= Sección de texto =
##########
Luego de ser el grupo revelación en la edición ‘86 del festival cordobés Chateau Rock, Sumo grabó entre marzo y abril su segundo álbum. Le pusieron Llegando los monos, una frase con la que solían promover sus primerísimos shows, a los gritos, como vendedores callejeros. La presentación en vivo (el sábado 9 de agosto de 1986, el estadio del club Obras Sanitarias, la llamada “catedral del rock”) fue, se coincide en afirmar, el punto más alto en la carrera de la banda. Le siguió un show compartido con el trío brasileño Os Paralamas Do Sucesso, el 15 de noviembre, también en el estadio de Obras. A partir de entonces la salud de Luca empezó a declinar. En lugar de la heroína se había aferrado al alcohol.

Se cuenta que Luca se distanció un poco, de allí en más, de los demás miembros de Sumo, acaso para beber sin que ellos lo controlaran ni se inquietaran, acaso porque le costaba seguir el ritmo de los ensayos y los shows. En la presentación del tercer y último disco “oficial” (After Chabón), en octubre de 1987, nuevamente en el estadio Obras, Prodan estuvo algo errático y hasta hizo falta escribirle grandes carteles para que recordara las letras de las canciones.

Cuando Luca murió, dos meses después (el 22 de diciembre de 1987, a los 34 años), Sumo no había perdido su alta cuota de novedad. El discurso y la actitud del grupo apenas si se habían atemperado un poco. El grandilocuente “¿Por qué te pelaste? Por el asco que da tu sociedad” (“La rubia tarada”) había dado paso al más prosaico “Me pelé por mi trabajo” (“Mañana en el abasto”) aunque, en verdad, en aquella misma canción, casi enseguida, Luca hablaba de “la gente que me da asco”. Si hubo un proceso en los vertiginosos años de la banda, éste no fue el de la estandarización, mucho menos el de domesticación, y sí, en cambio, el de la inevitable (y muy interesante) “argentinización” de Prodan.
##########
= Tareas por resolver =
a - Duplica tal cual el fragmento sobre Sumo entre "Luego de ser" y "aferrado al alcohol.", ambos incluidos.
b - Según el fragmento sobre Sumo, ¿en qué fecha murió Luca Prodan?

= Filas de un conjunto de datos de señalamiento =
##########
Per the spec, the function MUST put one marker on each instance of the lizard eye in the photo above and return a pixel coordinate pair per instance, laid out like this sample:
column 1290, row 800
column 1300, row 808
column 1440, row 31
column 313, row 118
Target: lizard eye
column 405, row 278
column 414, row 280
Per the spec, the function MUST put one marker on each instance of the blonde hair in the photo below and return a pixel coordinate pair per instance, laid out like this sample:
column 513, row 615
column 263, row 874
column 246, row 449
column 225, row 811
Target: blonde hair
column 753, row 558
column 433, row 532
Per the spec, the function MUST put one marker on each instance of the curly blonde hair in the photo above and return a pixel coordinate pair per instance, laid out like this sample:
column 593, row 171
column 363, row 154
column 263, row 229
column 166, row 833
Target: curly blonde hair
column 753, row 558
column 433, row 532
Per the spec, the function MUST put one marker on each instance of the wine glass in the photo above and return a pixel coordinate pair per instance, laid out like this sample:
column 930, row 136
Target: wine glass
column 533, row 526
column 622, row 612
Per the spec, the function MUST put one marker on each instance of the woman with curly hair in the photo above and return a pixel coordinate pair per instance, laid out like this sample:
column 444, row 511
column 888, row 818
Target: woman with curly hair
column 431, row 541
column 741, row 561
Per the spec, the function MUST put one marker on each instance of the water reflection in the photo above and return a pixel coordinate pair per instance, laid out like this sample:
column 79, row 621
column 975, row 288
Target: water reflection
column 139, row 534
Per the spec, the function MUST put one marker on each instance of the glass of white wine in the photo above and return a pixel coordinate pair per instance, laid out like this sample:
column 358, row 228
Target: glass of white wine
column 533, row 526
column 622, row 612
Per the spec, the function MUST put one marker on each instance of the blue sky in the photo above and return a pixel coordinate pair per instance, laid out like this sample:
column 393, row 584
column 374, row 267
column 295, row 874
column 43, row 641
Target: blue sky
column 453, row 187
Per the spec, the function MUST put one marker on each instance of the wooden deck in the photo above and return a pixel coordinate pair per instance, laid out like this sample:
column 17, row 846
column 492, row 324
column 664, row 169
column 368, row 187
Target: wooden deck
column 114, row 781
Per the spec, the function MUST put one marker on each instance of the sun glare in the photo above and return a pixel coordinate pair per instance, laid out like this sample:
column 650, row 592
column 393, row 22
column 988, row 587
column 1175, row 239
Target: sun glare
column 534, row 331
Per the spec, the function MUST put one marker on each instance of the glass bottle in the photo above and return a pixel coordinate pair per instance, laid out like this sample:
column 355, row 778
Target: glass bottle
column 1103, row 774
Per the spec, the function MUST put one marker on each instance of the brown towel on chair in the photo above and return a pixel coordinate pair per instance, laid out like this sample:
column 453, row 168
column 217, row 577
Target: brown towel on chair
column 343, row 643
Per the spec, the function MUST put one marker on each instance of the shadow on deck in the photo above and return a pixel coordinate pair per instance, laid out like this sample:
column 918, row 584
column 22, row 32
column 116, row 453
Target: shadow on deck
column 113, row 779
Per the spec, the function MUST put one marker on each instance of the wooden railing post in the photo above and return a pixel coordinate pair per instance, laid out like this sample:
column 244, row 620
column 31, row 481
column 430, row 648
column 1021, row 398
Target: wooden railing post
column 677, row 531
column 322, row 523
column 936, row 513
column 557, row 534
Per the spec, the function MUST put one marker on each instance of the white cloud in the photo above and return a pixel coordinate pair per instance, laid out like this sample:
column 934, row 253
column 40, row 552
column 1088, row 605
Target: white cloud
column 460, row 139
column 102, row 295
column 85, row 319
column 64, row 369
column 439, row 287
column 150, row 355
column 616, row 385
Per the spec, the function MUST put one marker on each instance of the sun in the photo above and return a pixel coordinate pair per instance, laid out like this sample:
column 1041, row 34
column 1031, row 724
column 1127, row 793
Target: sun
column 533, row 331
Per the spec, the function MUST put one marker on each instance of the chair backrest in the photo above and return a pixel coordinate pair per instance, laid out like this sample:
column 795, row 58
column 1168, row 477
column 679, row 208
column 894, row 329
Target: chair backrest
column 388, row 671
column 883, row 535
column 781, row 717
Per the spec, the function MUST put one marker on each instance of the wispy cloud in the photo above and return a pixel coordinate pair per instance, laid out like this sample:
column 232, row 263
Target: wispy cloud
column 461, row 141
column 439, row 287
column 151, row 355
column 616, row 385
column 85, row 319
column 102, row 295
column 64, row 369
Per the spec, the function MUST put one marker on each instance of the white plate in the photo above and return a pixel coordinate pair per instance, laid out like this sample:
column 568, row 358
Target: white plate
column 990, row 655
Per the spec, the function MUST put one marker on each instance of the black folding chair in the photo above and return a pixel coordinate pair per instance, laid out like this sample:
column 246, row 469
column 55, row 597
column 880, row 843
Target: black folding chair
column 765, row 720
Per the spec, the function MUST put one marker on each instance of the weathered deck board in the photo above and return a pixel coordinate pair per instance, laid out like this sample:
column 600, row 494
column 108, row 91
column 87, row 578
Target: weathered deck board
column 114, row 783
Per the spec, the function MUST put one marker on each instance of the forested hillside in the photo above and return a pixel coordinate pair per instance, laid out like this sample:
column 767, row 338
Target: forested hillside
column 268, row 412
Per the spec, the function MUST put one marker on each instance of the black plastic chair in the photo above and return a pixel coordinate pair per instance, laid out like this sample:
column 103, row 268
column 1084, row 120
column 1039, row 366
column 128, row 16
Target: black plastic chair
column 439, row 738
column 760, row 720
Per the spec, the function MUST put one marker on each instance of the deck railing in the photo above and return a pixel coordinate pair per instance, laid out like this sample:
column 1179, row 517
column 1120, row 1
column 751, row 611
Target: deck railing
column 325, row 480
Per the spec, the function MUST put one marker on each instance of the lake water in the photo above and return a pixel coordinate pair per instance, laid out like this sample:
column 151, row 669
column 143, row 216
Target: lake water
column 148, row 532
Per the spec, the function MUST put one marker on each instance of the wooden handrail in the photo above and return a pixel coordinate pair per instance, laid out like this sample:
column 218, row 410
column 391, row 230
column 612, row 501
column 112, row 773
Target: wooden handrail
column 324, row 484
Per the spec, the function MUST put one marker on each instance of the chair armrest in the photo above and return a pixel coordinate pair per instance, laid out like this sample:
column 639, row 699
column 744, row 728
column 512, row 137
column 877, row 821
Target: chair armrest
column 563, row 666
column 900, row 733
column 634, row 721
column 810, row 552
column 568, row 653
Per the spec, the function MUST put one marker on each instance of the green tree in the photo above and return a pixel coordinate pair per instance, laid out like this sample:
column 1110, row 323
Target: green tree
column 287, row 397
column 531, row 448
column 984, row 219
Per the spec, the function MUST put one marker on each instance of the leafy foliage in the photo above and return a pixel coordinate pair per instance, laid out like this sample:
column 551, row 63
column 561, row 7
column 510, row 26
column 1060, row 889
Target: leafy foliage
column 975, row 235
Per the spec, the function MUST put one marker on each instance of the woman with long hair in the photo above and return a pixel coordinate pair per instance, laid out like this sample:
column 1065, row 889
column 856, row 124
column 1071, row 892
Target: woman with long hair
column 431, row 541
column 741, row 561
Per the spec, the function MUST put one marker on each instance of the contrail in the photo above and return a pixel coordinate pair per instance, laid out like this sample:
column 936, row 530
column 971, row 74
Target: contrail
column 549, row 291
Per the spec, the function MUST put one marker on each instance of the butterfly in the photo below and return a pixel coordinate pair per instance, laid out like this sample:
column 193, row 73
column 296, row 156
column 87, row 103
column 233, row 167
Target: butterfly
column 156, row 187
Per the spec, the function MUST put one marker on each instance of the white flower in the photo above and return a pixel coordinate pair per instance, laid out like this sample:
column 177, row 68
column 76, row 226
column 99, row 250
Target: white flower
##########
= Resultados =
a -
Luego de ser el grupo revelación en la edición ‘86 del festival cordobés Chateau Rock, Sumo grabó entre marzo y abril su segundo álbum. Le pusieron Llegando los monos, una frase con la que solían promover sus primerísimos shows, a los gritos, como vendedores callejeros. La presentación en vivo (el sábado 9 de agosto de 1986, el estadio del club Obras Sanitarias, la llamada “catedral del rock”) fue, se coincide en afirmar, el punto más alto en la carrera de la banda. Le siguió un show compartido con el trío brasileño Os Paralamas Do Sucesso, el 15 de noviembre, también en el estadio de Obras. A partir de entonces la salud de Luca empezó a declinar. En lugar de la heroína se había aferrado al alcohol.

b - El 22 de diciembre de 1987.